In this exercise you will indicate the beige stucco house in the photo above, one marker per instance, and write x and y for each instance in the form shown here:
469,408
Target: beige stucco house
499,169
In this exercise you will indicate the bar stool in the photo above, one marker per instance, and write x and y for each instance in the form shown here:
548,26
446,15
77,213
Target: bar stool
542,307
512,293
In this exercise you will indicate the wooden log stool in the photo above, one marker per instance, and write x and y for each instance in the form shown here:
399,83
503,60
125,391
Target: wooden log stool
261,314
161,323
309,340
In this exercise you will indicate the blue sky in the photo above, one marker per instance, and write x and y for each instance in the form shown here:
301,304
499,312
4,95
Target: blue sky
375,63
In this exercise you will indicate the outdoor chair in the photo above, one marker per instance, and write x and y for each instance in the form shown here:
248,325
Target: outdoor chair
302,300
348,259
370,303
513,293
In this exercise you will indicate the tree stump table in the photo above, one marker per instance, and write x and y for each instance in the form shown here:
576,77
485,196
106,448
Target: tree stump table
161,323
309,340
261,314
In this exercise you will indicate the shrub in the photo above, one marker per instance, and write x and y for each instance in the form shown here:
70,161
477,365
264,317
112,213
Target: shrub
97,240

==================================================

> _What is needed_:
Write out all seven entries above word for word, keeping every line and number unchanged.

> _Solution below_:
In this exercise you will indicate the beige stucco house in the photo above, one marker per instance, and write x and y for each instance in the form shown here:
469,408
Target: beige stucco house
499,169
In this exercise you will indicate the bar stool in the photo above, one marker per instance, and write x and y for each instance in the form shown here:
548,26
446,15
77,213
Target: bar stool
542,307
512,293
In this exercise you will indicate the wooden log stool in the photo above, one marker per instance, and write x and y for each instance in the form shown here:
399,83
503,60
125,391
Target: wooden log stool
261,314
161,323
309,340
In this exercise you will indicate the blue sky in the photo above, one marker per instance, and write x and y for each instance in the form shown here:
301,304
499,312
4,95
Target: blue sky
375,63
In this exercise you will indicate the outdoor chair in the photo above, one marker per instance, and write x and y for each instance in the form shown here:
248,325
Target: outdoor chair
302,300
348,259
370,303
513,293
In this exercise you will indicate the tree stump table in the photo above, one marker per instance, and write x and y for each instance in the form shown here:
576,77
485,196
106,448
Target: tree stump table
161,323
309,340
261,314
In this exercise you will indicate the shrub in the photo above, one marker per instance, and write x and y for each instance in the form shown here:
70,161
477,365
264,317
112,213
Target: shrub
97,240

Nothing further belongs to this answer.